▸ **Instructions to follow**
Exact copy, pictures excluded: print the lines from the one with "Exercise. Mark the suv wheel" through the final line of the records.
#### Source material ####
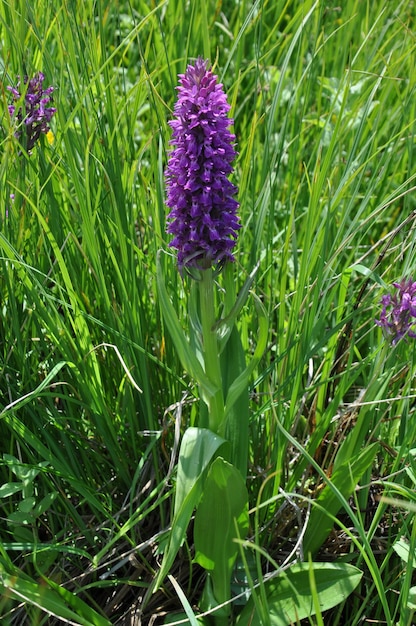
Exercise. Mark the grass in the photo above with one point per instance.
(94, 398)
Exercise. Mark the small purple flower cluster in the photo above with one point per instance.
(398, 315)
(203, 218)
(35, 114)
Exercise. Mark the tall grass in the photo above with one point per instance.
(93, 396)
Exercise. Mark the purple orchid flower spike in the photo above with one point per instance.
(398, 314)
(203, 218)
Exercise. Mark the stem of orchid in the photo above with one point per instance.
(210, 349)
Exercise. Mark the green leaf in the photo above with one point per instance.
(9, 489)
(237, 424)
(330, 500)
(290, 598)
(241, 381)
(184, 351)
(51, 598)
(225, 325)
(221, 517)
(402, 549)
(199, 446)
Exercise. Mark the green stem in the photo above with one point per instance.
(210, 348)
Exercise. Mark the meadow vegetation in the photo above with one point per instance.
(95, 400)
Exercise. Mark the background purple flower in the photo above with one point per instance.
(398, 315)
(203, 218)
(33, 110)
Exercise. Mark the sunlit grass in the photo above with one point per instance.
(323, 97)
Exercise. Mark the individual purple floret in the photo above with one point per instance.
(203, 218)
(31, 108)
(398, 315)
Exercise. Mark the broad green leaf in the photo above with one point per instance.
(344, 480)
(289, 595)
(199, 446)
(221, 518)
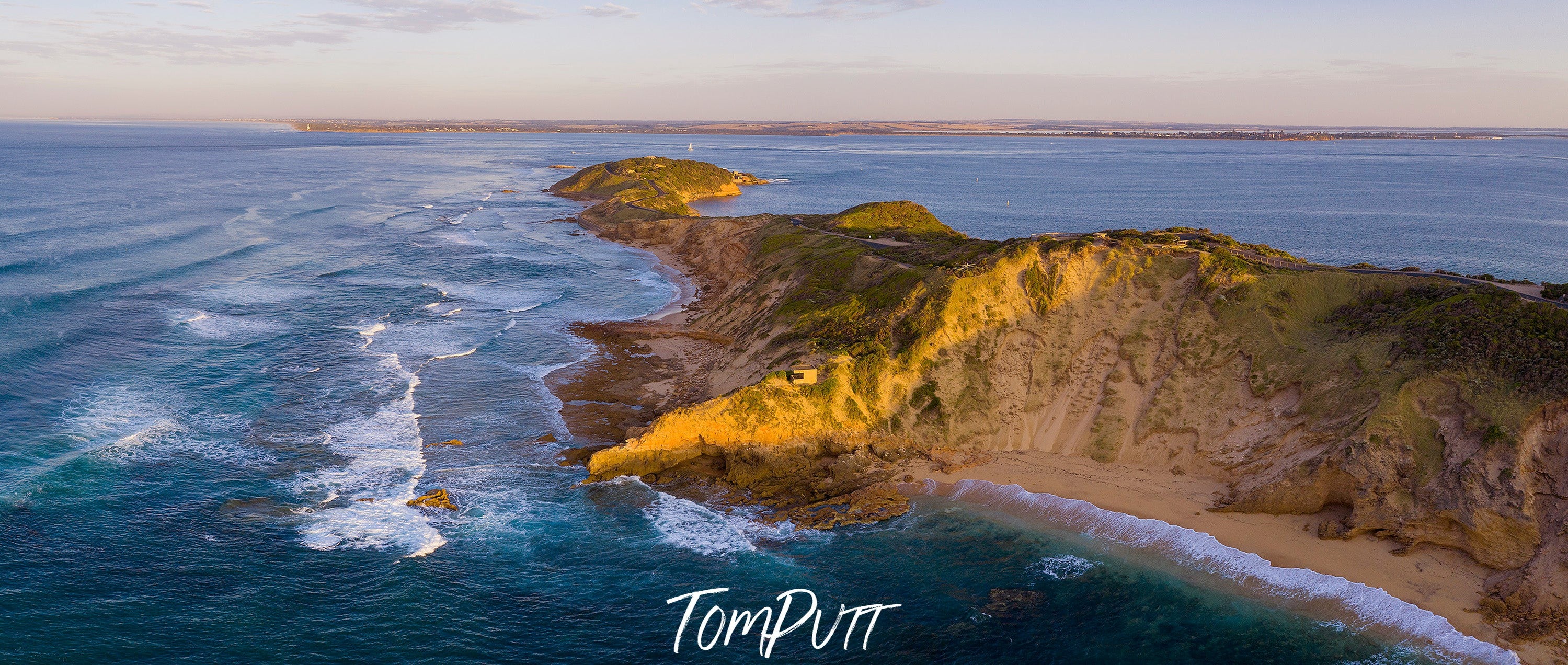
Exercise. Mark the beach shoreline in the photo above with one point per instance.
(1437, 579)
(625, 396)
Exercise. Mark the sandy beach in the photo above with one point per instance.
(1437, 579)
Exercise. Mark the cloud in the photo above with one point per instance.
(871, 65)
(822, 8)
(427, 16)
(182, 48)
(609, 12)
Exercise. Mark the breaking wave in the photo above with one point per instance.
(1369, 609)
(1062, 567)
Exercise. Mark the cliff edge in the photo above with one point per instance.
(1437, 413)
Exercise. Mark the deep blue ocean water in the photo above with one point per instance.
(219, 338)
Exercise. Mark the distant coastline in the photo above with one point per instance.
(925, 129)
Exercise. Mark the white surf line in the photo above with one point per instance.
(1372, 607)
(455, 355)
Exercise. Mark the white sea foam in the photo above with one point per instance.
(695, 528)
(385, 463)
(1365, 607)
(223, 327)
(247, 292)
(128, 424)
(1062, 567)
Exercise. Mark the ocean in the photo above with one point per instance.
(220, 339)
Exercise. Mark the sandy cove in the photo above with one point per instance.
(1441, 581)
(1437, 579)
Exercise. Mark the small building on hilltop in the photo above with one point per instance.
(803, 374)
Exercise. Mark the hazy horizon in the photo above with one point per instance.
(1220, 63)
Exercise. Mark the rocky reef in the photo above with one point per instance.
(1435, 413)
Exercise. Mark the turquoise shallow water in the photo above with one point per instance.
(217, 338)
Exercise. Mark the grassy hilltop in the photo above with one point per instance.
(1437, 413)
(651, 187)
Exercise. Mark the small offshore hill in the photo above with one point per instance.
(1399, 405)
(921, 129)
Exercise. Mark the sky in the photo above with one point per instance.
(1272, 63)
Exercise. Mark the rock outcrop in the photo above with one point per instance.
(433, 499)
(1434, 413)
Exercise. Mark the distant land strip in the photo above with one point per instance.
(919, 129)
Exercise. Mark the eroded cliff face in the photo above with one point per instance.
(1137, 353)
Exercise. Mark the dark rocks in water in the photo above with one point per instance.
(253, 509)
(1010, 603)
(579, 457)
(435, 499)
(866, 506)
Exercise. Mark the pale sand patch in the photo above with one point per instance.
(1441, 581)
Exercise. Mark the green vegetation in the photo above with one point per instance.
(650, 184)
(1471, 327)
(900, 219)
(1484, 277)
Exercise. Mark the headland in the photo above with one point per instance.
(1324, 418)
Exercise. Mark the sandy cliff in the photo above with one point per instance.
(1434, 413)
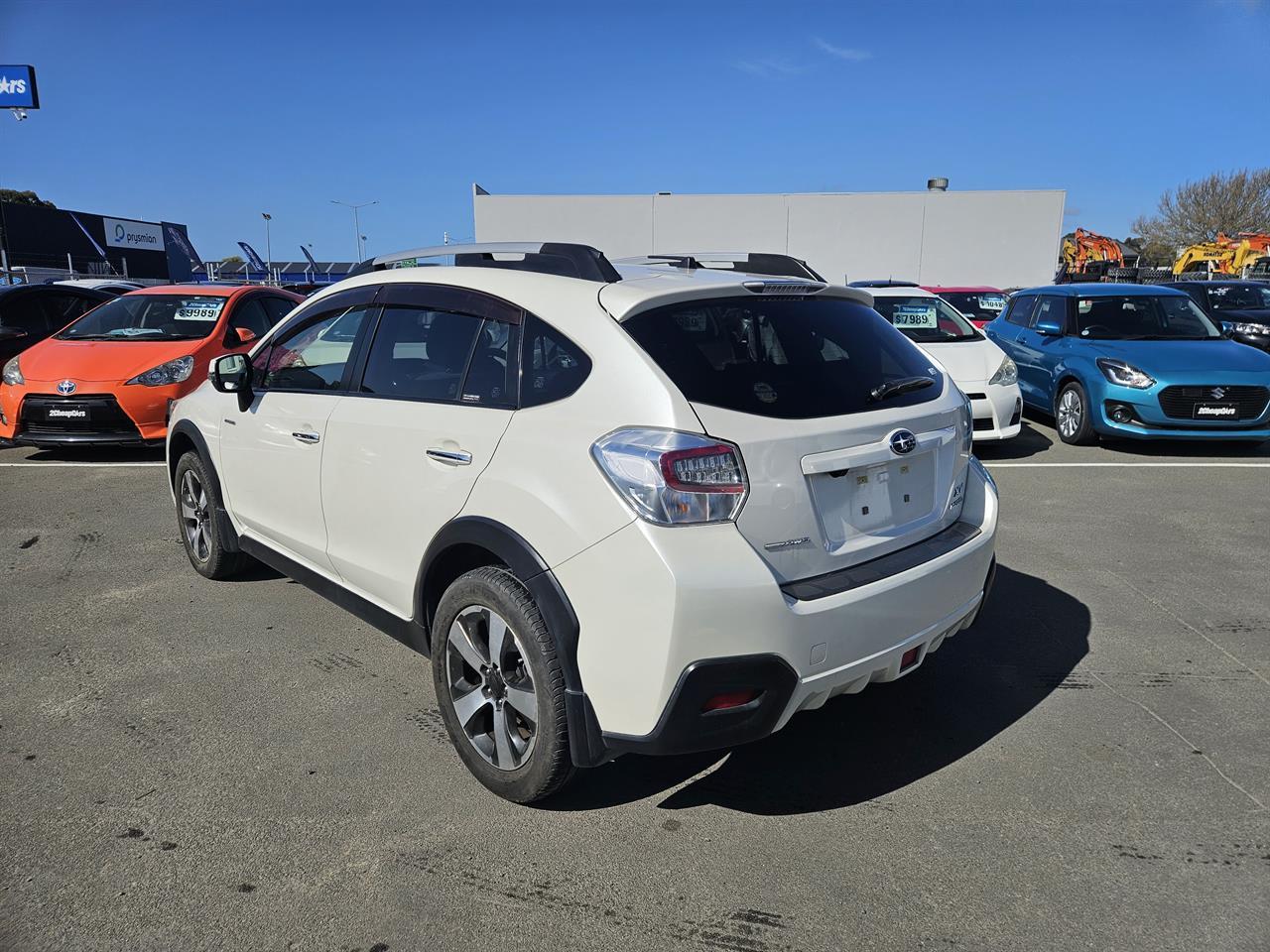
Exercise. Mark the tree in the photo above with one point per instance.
(1197, 211)
(14, 197)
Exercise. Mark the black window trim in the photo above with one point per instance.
(494, 307)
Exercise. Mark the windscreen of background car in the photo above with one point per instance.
(1238, 298)
(149, 317)
(790, 358)
(1142, 317)
(980, 306)
(928, 320)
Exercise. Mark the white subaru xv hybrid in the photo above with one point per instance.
(624, 512)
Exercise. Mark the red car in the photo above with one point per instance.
(111, 377)
(978, 303)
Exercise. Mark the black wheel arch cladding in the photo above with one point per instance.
(186, 431)
(511, 548)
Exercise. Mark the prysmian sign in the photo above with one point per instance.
(121, 232)
(18, 87)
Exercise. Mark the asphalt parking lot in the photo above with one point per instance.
(194, 765)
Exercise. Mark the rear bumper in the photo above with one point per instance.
(701, 615)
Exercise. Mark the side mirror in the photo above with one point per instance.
(231, 373)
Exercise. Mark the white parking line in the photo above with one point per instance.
(1128, 466)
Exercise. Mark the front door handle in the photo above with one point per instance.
(451, 456)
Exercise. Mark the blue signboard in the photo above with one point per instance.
(18, 87)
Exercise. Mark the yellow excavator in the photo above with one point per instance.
(1225, 255)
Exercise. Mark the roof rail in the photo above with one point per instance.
(749, 262)
(540, 257)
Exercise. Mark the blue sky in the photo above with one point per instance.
(209, 113)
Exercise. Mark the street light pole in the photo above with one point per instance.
(268, 250)
(357, 225)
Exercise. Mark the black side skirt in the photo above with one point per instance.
(408, 633)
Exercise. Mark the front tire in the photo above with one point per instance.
(197, 504)
(500, 687)
(1072, 416)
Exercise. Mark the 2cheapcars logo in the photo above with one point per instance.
(122, 236)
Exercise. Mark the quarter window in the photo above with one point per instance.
(277, 308)
(1020, 309)
(250, 313)
(314, 357)
(554, 366)
(1051, 308)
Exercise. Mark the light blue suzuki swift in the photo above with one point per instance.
(1132, 361)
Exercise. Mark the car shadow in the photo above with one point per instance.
(1029, 442)
(861, 748)
(98, 454)
(1189, 448)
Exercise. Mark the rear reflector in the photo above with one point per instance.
(734, 698)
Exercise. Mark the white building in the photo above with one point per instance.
(1001, 239)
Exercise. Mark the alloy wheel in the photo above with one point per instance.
(194, 516)
(490, 688)
(1070, 413)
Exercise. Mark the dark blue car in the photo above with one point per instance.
(1132, 361)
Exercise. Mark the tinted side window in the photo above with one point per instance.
(250, 313)
(316, 356)
(786, 358)
(420, 353)
(1051, 308)
(554, 367)
(492, 375)
(277, 308)
(1020, 309)
(26, 313)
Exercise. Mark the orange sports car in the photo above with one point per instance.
(109, 377)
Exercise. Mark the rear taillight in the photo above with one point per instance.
(674, 479)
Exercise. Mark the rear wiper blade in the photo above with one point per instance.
(894, 388)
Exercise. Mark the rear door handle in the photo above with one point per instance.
(451, 456)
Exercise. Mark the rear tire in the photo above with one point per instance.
(197, 504)
(500, 685)
(1072, 416)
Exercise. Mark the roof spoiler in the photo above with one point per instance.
(751, 262)
(559, 258)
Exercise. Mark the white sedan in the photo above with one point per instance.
(980, 368)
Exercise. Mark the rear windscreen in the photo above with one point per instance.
(790, 358)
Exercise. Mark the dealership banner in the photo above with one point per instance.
(252, 257)
(144, 236)
(18, 87)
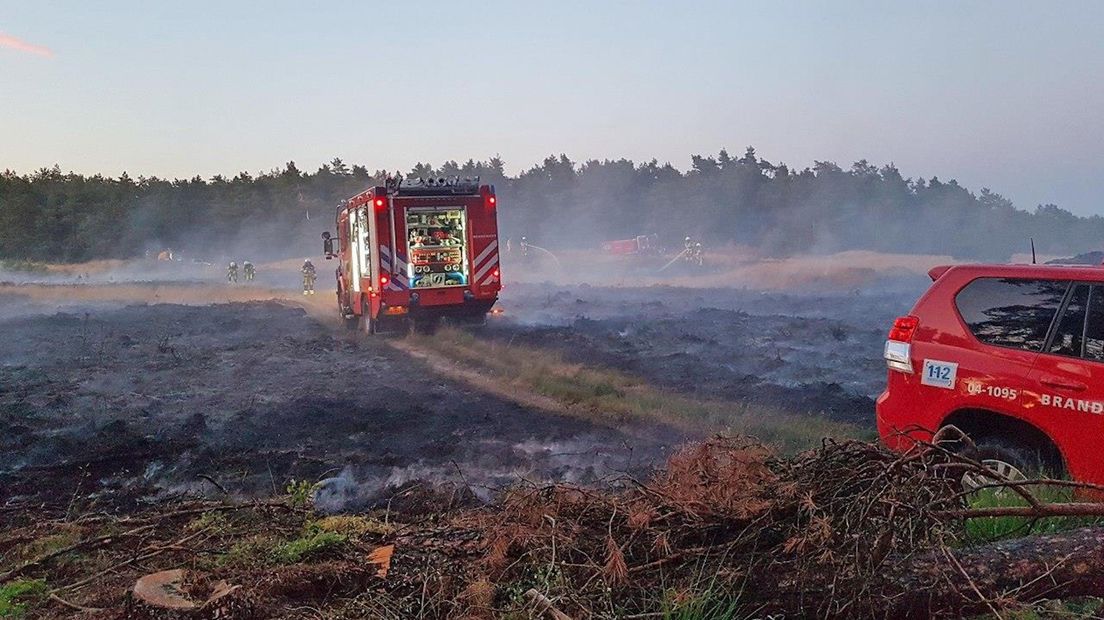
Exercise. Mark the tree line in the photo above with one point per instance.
(54, 216)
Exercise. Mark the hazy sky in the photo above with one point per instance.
(1002, 94)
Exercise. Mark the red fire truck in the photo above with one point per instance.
(416, 249)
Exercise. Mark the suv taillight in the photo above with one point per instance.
(899, 346)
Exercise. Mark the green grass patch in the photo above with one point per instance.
(353, 525)
(611, 396)
(986, 530)
(19, 596)
(308, 545)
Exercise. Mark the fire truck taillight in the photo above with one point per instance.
(899, 346)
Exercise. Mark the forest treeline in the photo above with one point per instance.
(54, 216)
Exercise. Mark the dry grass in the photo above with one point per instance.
(608, 396)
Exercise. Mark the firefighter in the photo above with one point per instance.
(308, 277)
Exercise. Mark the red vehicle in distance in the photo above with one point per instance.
(1012, 355)
(416, 249)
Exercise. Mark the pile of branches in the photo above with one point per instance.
(725, 530)
(726, 521)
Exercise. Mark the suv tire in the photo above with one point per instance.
(1012, 460)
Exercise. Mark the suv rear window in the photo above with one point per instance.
(1010, 311)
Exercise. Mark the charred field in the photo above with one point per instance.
(556, 460)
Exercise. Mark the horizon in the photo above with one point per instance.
(967, 92)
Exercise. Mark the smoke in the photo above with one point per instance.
(580, 460)
(20, 45)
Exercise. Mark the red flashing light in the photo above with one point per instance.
(904, 329)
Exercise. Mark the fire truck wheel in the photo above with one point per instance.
(367, 324)
(1010, 460)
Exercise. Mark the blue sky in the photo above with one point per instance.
(1000, 94)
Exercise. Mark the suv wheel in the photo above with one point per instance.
(1010, 461)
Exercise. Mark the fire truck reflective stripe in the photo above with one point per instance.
(401, 270)
(488, 267)
(490, 247)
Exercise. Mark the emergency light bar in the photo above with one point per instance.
(438, 186)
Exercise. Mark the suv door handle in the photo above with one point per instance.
(1069, 385)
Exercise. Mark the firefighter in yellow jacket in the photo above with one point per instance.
(309, 275)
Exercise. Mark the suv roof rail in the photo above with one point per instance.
(935, 273)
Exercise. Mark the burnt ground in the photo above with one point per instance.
(114, 406)
(816, 353)
(117, 405)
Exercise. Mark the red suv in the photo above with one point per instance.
(1011, 354)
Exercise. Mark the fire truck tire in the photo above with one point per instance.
(368, 325)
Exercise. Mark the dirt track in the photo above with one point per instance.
(127, 404)
(119, 403)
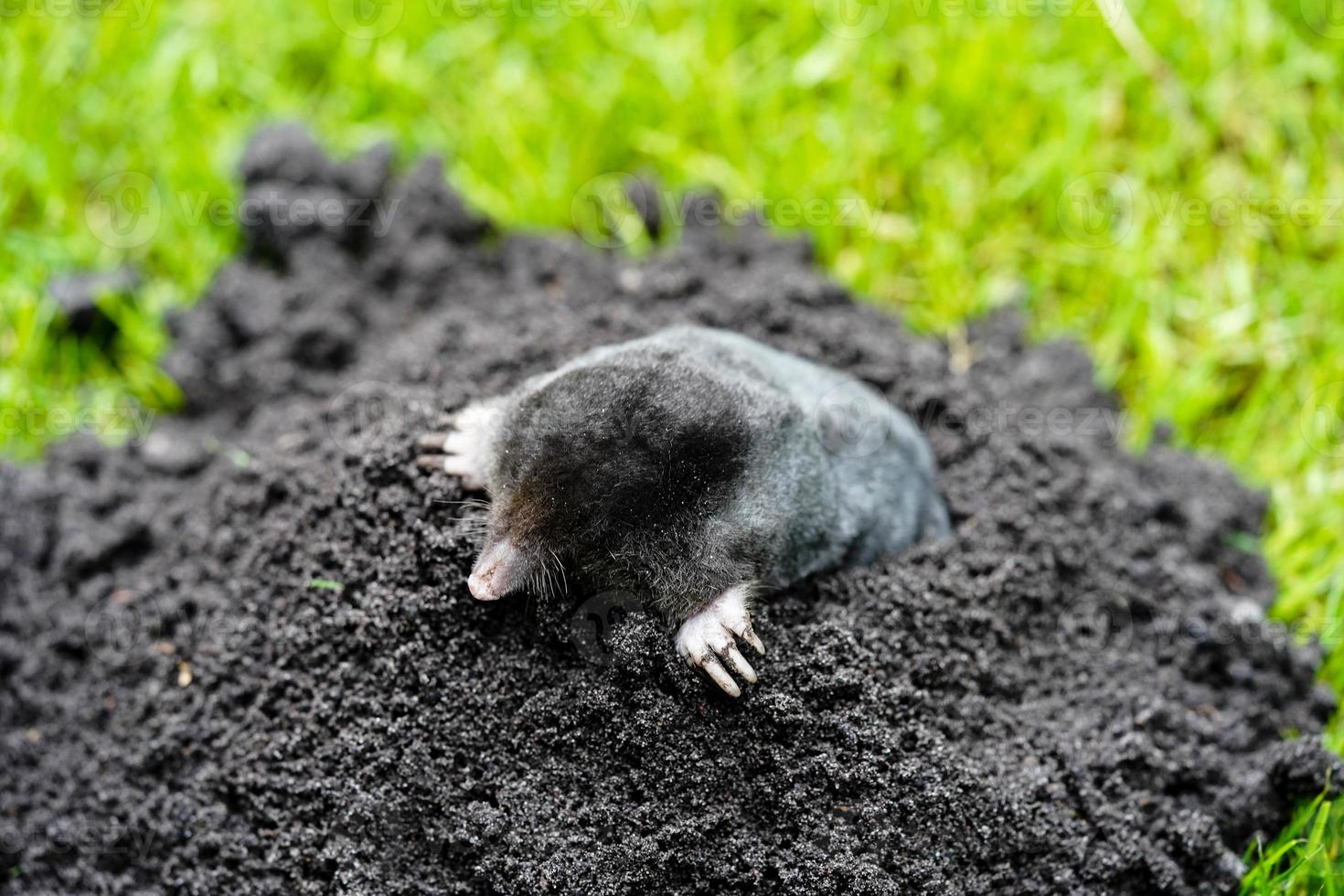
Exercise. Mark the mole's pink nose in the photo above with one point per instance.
(496, 572)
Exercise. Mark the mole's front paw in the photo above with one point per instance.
(709, 640)
(465, 450)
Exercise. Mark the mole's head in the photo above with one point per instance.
(611, 475)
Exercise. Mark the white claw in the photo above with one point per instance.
(720, 677)
(468, 446)
(709, 635)
(740, 664)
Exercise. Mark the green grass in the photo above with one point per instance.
(964, 154)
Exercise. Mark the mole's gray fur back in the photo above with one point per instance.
(835, 475)
(840, 475)
(692, 468)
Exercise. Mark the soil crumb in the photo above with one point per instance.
(240, 656)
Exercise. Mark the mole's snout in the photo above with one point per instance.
(497, 571)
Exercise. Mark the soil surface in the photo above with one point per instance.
####
▸ **Completed task**
Exercise. Mark the suv wheel in the photo above with one point per instance.
(1010, 461)
Exercise. Mark the fire truck reflective stripe in the photo above with one point per instance.
(401, 270)
(488, 267)
(490, 247)
Exercise. Mark the emergency light bar in the photo above with one point per instance.
(438, 186)
Exercise. Mark the suv door handle in the photo above with one point per instance.
(1069, 385)
Exercise. Mark the firefighter in yellow jacket in the photo above with one point per instance.
(309, 275)
Exercise. Mark the suv roof rail in the photo above with one point per instance.
(935, 273)
Exercise. Mark the burnt ground in the photo above with one point per instance.
(114, 406)
(816, 353)
(117, 405)
Exercise. Mark the red suv in the photo above with one point per instance.
(1011, 354)
Exercise. Mark the fire truck tire in the photo above with one point per instance.
(368, 325)
Exercise. Mark the dirt track in the photo above with one point per instance.
(127, 404)
(119, 403)
Exercise. Mark the mole's pink nose in the photo above with one point per instance.
(496, 572)
Exercise. Mark the mole's front paw in the photo above with one point per instance.
(709, 640)
(465, 450)
Exercise. Mark the mole's head in the photo above with one point per instance.
(611, 475)
Exercise. Mark the white claw in the photo above with one point per instance.
(720, 677)
(468, 446)
(709, 635)
(740, 664)
Exercise. Mark the green grass in the photo above with one point per instance.
(964, 154)
Exercise. Mark the mole's gray fur back in the photo above with one point per instance.
(835, 475)
(840, 475)
(692, 468)
Exercise. Mark the soil crumb in the photo above with one point per instance.
(240, 656)
Exercise. Mark the mole's snout in the photo above with one point per instance.
(497, 571)
Exercise. Mark the soil surface in the photo above with one point per instance.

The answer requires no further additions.